■ **YOUR OBJECTIVE**
Please locate each line in the data below that contains the string "body", matching case exactly, and copy those lines out.

■ **RECORDS SHOWN**
Begin

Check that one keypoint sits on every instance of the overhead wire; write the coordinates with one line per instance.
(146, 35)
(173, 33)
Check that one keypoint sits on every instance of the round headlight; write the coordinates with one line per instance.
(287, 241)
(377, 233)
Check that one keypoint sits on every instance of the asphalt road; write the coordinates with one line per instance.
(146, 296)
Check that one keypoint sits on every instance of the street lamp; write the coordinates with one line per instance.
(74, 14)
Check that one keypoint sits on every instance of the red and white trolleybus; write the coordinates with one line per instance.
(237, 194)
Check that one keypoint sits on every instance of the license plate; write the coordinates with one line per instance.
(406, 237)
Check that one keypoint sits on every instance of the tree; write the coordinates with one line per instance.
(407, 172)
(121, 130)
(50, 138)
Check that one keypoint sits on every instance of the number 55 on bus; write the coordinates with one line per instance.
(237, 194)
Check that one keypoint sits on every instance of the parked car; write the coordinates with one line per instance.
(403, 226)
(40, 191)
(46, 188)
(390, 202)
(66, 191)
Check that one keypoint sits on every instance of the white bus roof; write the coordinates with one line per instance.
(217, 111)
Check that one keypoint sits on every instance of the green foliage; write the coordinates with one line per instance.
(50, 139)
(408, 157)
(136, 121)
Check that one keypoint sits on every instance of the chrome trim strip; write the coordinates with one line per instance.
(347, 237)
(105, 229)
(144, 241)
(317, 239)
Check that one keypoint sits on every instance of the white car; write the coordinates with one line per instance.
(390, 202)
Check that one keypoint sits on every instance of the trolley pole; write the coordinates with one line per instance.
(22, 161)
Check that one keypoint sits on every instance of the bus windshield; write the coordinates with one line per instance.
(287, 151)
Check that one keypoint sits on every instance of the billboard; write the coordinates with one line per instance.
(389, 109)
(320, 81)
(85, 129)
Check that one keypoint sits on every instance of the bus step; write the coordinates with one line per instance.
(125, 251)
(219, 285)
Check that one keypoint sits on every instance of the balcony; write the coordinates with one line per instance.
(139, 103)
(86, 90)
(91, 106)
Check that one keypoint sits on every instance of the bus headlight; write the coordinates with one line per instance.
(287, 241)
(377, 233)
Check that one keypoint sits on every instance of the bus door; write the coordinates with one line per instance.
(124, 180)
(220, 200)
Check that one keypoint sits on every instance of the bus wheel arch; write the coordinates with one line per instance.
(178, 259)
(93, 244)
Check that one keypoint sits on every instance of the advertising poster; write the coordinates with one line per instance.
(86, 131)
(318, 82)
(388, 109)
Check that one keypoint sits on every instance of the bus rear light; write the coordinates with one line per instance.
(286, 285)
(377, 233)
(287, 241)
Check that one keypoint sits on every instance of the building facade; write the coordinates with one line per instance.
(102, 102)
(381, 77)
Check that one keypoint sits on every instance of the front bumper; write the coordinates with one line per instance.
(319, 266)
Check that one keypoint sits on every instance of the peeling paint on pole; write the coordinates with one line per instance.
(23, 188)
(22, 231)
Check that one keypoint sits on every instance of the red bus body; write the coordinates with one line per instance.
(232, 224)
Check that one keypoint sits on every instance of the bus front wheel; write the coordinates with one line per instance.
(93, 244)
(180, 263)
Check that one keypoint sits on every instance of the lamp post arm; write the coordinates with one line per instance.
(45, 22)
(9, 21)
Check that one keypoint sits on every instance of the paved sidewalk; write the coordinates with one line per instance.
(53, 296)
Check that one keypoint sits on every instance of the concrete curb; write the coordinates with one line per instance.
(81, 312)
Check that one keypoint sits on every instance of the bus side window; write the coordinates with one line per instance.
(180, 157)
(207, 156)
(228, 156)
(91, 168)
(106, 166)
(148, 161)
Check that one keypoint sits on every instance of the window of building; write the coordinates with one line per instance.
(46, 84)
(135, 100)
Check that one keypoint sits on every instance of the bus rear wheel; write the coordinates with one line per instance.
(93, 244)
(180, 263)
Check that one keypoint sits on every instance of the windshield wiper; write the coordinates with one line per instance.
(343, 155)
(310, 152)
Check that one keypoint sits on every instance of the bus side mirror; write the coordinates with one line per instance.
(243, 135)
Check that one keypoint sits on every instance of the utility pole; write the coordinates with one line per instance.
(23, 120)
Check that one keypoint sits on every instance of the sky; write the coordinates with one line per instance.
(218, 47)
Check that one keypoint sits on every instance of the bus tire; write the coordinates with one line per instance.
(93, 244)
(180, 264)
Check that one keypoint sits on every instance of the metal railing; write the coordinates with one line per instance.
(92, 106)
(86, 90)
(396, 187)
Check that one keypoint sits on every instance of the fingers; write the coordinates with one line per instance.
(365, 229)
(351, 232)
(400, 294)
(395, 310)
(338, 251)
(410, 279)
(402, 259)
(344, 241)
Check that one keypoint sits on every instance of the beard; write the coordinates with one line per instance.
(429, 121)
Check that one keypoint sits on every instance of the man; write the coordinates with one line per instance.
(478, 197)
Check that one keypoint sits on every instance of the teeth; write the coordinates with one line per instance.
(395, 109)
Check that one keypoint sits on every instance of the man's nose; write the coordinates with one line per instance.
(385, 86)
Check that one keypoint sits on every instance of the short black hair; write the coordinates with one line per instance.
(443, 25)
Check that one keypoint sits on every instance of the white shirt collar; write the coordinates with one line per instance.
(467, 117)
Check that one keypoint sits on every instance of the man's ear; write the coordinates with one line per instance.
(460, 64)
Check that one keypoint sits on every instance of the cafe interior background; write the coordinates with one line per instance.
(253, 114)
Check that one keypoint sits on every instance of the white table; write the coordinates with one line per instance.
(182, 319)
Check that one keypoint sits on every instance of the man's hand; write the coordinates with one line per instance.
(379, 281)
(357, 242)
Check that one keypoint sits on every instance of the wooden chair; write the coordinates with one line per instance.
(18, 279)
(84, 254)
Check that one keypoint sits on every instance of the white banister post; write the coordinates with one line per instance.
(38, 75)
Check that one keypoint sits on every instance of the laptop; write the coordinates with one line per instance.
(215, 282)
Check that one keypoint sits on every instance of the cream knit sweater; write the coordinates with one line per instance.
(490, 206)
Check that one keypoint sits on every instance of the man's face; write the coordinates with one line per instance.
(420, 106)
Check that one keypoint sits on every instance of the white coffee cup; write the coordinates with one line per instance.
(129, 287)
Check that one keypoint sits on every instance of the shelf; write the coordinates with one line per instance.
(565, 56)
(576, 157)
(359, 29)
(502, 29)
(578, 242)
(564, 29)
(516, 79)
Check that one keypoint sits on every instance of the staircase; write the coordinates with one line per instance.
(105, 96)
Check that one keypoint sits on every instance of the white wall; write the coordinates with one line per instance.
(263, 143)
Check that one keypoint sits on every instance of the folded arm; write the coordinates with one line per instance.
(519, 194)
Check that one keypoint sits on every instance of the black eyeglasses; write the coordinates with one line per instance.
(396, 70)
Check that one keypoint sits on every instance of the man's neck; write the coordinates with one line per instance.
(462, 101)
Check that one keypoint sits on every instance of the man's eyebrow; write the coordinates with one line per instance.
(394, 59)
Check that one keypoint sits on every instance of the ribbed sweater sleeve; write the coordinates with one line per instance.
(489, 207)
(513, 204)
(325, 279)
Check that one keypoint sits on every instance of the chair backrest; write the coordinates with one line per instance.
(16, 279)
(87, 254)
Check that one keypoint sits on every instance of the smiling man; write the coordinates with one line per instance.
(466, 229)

End
Begin

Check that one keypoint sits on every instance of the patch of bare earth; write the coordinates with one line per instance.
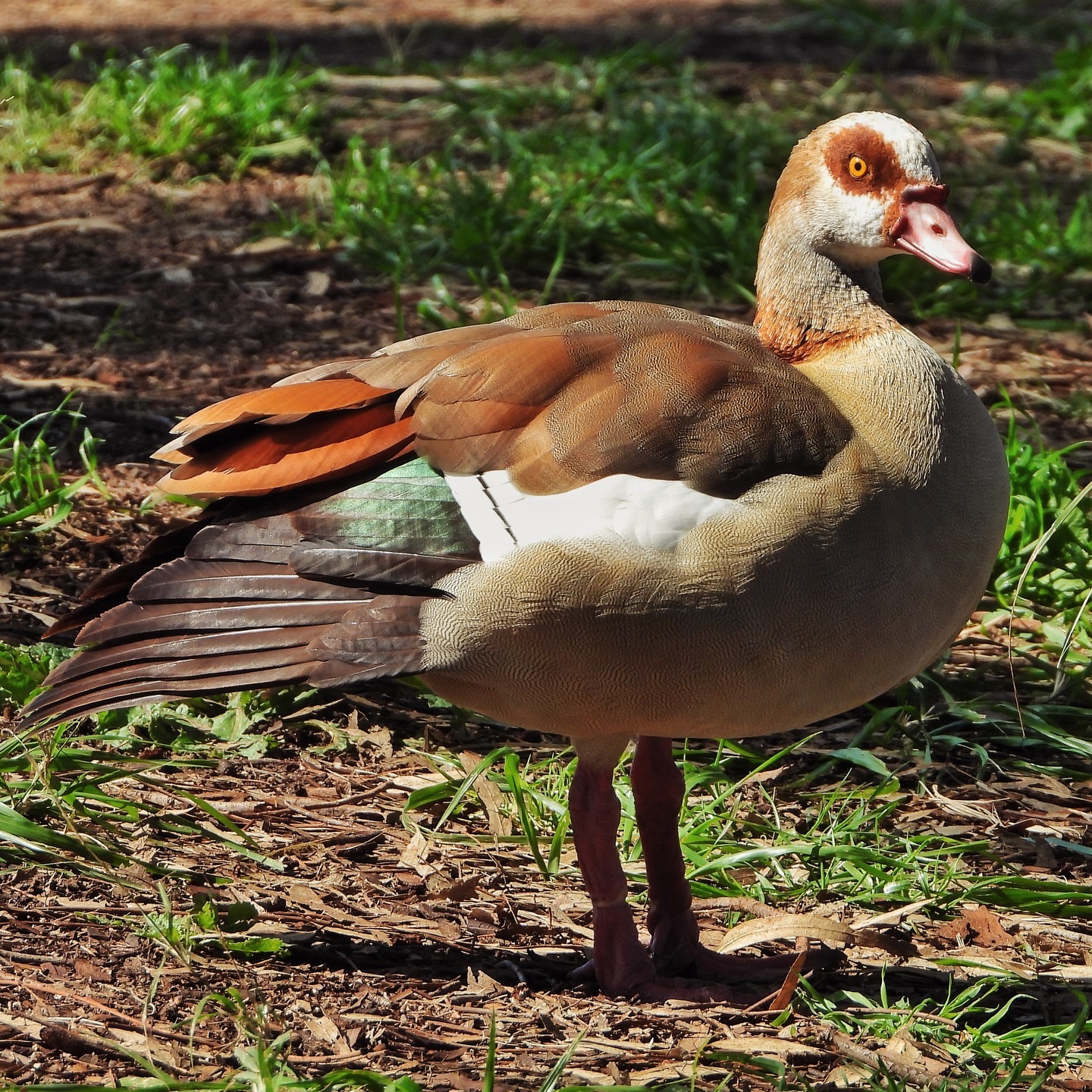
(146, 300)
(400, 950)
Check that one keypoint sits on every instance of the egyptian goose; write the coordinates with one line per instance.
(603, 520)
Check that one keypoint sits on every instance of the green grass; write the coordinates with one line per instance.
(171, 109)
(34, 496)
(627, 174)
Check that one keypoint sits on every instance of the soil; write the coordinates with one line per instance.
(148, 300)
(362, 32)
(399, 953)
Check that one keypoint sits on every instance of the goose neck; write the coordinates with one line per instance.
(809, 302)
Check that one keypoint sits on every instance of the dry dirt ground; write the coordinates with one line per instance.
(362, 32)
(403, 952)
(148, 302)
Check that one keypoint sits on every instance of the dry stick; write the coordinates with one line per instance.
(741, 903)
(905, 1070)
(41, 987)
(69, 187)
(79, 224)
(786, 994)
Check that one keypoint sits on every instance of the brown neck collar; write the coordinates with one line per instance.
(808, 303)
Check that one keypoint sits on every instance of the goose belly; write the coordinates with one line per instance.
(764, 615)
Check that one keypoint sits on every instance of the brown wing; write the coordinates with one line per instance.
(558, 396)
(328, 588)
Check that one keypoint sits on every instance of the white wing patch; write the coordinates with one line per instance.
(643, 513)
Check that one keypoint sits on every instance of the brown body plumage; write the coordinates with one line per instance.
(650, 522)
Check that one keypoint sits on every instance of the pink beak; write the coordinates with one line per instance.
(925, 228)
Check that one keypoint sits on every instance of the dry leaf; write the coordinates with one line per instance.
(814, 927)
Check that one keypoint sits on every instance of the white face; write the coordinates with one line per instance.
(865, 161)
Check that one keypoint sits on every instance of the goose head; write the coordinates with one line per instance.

End
Begin

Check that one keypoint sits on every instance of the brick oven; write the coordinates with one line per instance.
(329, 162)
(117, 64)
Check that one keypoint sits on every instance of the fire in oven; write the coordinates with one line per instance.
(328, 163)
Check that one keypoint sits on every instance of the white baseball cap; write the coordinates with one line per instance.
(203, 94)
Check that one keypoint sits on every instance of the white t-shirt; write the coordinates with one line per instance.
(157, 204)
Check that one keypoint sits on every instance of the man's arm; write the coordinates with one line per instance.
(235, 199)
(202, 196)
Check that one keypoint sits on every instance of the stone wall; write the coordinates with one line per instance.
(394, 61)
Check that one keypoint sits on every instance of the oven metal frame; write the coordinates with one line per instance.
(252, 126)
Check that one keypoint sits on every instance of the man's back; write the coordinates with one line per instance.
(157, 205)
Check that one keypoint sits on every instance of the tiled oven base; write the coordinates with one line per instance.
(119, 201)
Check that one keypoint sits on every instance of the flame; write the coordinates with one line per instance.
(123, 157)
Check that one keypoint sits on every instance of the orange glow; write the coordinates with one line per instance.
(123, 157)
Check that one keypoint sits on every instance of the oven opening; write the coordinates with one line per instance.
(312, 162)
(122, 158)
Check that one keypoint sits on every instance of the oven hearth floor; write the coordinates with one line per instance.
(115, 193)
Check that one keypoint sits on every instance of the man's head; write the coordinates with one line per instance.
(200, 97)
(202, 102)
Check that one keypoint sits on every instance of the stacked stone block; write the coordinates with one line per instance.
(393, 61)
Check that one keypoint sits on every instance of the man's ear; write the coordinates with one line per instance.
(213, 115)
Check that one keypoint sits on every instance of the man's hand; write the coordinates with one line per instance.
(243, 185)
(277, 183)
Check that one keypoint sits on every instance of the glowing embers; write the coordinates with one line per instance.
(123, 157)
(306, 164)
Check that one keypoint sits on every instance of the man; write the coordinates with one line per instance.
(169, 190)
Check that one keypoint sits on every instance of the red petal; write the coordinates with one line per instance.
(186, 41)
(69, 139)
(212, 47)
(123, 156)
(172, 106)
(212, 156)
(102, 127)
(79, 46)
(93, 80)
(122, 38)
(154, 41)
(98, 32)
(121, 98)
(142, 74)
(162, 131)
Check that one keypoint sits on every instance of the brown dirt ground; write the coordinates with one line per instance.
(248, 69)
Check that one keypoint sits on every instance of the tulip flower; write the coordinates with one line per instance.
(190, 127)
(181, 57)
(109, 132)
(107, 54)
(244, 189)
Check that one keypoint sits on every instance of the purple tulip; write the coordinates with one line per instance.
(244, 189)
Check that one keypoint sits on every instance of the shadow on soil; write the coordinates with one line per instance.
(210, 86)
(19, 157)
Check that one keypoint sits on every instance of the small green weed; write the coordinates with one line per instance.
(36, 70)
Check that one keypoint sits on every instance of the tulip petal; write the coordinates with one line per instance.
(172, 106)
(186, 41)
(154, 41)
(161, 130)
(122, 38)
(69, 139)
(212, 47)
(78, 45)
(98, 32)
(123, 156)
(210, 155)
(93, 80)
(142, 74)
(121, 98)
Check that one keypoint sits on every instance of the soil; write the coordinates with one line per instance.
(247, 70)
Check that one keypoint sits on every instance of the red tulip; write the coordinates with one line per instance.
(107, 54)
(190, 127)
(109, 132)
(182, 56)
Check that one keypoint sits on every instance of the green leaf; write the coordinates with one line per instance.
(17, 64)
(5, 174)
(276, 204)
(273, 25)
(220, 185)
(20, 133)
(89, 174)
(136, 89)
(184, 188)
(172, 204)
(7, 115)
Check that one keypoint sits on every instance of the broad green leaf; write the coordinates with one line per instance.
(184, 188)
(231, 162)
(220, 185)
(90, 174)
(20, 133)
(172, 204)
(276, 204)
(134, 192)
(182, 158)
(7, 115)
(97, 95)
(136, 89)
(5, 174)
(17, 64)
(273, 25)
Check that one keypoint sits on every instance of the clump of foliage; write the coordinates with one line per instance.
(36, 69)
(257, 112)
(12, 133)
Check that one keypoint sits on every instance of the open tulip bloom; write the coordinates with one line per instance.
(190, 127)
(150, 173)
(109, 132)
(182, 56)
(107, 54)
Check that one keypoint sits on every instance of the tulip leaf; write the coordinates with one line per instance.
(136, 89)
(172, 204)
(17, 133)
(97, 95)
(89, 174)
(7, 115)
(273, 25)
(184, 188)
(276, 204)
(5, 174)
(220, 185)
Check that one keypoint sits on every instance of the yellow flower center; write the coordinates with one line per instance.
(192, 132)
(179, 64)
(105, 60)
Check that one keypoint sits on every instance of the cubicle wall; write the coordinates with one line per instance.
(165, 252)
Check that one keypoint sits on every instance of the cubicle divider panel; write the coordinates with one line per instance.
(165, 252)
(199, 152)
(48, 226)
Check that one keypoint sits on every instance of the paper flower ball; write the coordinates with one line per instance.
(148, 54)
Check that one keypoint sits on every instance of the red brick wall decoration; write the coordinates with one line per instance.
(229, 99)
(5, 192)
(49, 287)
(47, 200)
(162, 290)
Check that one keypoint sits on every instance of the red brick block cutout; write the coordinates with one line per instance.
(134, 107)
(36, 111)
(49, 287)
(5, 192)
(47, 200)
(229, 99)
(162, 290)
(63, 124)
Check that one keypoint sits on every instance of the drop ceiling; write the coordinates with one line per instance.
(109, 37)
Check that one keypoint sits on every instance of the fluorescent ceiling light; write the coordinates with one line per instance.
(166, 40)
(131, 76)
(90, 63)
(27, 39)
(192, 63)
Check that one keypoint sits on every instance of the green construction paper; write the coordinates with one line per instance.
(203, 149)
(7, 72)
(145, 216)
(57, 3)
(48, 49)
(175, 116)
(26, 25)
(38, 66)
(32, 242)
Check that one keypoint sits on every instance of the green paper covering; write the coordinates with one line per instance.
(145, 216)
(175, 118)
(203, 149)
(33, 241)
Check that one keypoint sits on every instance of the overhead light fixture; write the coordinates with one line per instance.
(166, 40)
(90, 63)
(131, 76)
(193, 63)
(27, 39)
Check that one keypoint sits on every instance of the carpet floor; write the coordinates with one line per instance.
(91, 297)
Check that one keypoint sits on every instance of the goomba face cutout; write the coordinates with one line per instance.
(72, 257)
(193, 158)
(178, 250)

End

■ **RESULT FOR THIS TASK**
Check that one keypoint sits on every instance of the red bus body; write the coordinates with one line per instance.
Check that one keypoint sits on every instance of the brown body plumage; write the coordinates with one line per instance.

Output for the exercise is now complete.